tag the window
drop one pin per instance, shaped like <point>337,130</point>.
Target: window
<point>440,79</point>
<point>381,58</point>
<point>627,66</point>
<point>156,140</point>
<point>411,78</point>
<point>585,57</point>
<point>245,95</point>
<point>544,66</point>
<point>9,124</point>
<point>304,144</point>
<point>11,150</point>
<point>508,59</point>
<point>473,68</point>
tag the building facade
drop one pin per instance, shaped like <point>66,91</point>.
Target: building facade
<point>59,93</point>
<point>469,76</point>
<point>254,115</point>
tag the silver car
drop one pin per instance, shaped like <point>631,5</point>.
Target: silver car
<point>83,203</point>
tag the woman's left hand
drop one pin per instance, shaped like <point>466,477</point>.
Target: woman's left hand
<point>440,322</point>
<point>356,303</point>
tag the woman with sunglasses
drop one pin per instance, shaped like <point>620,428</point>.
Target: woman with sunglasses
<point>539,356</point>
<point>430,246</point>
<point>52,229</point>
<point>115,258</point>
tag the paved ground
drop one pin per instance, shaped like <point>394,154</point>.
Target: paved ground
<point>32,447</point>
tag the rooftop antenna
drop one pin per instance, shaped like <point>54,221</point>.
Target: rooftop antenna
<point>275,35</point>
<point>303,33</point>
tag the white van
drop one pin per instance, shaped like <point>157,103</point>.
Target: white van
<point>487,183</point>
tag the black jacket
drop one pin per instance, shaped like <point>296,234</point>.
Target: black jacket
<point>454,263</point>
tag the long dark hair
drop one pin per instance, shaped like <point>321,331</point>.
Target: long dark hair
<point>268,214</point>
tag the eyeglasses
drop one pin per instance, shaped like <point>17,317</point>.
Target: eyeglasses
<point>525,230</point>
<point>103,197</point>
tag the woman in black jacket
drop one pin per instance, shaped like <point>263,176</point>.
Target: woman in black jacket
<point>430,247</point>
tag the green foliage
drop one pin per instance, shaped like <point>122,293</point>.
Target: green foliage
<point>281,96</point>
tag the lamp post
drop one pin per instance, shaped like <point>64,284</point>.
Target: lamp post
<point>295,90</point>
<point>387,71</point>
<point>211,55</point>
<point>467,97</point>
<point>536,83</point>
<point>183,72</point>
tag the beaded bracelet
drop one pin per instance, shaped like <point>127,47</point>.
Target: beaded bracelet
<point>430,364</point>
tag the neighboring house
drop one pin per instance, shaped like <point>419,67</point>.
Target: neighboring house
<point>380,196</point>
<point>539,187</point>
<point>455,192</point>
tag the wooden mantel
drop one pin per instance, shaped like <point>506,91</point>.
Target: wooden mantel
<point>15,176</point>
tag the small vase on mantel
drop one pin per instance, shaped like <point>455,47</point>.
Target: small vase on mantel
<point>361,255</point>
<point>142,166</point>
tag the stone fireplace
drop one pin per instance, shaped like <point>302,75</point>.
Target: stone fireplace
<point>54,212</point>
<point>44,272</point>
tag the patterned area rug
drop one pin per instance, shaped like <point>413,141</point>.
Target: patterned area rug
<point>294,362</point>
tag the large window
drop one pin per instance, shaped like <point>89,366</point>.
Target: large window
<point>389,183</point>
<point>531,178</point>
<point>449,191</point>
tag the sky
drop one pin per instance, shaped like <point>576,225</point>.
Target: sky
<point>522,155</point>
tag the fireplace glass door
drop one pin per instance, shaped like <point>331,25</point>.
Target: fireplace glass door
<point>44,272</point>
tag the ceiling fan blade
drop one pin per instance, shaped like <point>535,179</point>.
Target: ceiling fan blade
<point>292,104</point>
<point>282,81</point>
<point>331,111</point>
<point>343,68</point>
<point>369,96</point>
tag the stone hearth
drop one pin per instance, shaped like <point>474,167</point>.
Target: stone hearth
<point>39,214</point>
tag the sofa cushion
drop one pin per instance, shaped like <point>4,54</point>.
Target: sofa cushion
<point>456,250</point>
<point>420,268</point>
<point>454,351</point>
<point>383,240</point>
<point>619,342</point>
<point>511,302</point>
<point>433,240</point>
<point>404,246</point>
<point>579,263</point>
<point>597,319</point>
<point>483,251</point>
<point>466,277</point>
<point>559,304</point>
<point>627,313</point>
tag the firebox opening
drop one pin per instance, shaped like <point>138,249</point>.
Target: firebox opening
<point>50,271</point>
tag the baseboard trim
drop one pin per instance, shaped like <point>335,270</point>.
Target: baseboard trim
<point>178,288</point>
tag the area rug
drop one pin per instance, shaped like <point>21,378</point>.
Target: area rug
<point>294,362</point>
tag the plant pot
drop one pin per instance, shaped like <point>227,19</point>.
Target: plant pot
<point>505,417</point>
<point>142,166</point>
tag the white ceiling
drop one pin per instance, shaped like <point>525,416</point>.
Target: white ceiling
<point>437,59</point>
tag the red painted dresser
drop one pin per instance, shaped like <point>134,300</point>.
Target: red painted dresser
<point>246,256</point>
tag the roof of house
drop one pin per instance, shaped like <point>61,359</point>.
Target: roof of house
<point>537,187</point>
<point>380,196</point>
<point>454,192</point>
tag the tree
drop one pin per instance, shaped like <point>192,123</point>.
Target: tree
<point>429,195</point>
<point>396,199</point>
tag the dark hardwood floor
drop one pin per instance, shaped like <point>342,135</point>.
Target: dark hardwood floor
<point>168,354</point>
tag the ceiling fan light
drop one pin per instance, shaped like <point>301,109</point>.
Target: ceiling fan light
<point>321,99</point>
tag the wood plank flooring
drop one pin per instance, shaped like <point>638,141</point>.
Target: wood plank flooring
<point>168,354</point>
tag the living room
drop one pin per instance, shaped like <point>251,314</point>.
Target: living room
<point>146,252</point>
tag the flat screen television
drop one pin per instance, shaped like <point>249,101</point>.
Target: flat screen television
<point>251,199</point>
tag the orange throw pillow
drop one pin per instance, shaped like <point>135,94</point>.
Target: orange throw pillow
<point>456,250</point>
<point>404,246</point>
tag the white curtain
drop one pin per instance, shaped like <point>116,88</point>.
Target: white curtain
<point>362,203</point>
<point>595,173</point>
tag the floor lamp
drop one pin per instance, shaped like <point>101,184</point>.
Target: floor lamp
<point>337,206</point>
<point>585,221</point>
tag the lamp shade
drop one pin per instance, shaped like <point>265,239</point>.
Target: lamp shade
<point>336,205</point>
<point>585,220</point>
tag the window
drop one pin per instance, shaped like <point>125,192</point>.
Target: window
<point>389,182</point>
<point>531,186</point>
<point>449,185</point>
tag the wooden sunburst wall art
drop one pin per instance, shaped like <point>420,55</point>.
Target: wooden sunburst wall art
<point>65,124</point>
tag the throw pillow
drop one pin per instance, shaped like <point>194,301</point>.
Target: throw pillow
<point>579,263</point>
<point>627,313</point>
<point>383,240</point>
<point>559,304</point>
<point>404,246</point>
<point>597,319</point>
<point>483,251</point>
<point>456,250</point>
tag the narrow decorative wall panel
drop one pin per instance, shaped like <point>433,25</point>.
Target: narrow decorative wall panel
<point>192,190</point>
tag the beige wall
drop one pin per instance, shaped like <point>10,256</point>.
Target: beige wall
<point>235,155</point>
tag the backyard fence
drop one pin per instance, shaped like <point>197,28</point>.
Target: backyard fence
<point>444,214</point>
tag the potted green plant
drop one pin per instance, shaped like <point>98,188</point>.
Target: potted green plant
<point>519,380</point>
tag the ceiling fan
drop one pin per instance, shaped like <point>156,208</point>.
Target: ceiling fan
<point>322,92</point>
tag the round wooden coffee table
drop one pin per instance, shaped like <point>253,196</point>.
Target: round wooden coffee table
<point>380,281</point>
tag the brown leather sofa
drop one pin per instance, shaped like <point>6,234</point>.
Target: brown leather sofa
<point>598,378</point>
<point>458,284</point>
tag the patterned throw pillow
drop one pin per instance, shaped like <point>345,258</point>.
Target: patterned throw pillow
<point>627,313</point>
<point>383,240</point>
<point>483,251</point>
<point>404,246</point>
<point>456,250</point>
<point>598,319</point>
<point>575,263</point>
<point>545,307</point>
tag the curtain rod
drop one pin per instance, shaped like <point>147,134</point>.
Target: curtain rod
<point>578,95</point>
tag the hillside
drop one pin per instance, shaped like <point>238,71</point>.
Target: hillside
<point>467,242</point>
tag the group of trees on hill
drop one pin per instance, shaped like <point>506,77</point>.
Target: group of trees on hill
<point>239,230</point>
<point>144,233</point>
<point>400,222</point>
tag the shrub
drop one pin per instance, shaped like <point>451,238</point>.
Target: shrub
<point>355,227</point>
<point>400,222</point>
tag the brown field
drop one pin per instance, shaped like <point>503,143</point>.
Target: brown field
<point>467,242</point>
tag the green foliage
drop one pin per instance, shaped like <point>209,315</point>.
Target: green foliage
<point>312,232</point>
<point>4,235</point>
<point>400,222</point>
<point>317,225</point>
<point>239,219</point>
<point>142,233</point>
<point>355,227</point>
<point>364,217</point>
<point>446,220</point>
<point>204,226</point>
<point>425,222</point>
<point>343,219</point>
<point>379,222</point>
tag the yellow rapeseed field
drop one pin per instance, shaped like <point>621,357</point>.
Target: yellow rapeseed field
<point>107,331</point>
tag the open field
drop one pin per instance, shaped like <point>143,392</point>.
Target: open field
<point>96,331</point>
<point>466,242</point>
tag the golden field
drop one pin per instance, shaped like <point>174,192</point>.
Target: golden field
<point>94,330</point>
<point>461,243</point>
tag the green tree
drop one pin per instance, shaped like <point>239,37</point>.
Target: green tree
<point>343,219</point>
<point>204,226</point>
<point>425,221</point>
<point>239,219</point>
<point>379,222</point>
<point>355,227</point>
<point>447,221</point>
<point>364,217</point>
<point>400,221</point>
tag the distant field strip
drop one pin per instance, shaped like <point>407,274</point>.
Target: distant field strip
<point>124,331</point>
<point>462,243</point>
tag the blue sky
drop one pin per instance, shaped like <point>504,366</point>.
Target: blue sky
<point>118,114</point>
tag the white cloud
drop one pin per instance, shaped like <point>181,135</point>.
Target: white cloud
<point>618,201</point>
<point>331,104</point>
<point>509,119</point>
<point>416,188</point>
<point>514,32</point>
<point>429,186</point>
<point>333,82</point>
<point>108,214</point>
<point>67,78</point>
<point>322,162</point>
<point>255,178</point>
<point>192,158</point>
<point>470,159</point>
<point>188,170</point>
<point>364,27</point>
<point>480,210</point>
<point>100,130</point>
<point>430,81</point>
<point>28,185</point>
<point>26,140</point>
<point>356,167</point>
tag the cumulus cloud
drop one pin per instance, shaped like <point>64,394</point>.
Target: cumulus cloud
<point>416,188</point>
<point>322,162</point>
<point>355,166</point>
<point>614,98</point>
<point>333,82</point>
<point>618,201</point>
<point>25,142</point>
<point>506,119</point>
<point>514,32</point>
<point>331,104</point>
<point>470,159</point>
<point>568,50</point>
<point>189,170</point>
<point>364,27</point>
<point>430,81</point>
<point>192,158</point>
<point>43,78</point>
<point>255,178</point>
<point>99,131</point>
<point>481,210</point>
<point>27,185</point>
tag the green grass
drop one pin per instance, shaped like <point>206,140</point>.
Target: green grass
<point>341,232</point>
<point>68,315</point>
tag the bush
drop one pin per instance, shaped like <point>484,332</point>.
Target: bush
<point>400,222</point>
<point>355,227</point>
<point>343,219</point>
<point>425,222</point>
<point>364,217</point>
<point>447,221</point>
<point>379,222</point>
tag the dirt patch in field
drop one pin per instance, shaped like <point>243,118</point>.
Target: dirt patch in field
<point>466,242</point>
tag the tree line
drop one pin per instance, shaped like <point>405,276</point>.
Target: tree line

» Problem to work on
Copy out the entries above verbatim, from the line with "tag the green tree" to the line with "<point>118,114</point>", both included.

» Result for this exercise
tag the green tree
drop one pin per instance, shaped like <point>239,37</point>.
Target: green tree
<point>343,219</point>
<point>204,226</point>
<point>425,221</point>
<point>239,219</point>
<point>379,222</point>
<point>355,227</point>
<point>447,221</point>
<point>364,217</point>
<point>400,221</point>
tag the distant field strip
drop one pin per instance, shaped like <point>407,274</point>.
Target: distant field strip
<point>124,331</point>
<point>462,243</point>
tag the blue sky
drop one pin per instance, shaped like <point>504,366</point>.
Target: blue sky
<point>118,114</point>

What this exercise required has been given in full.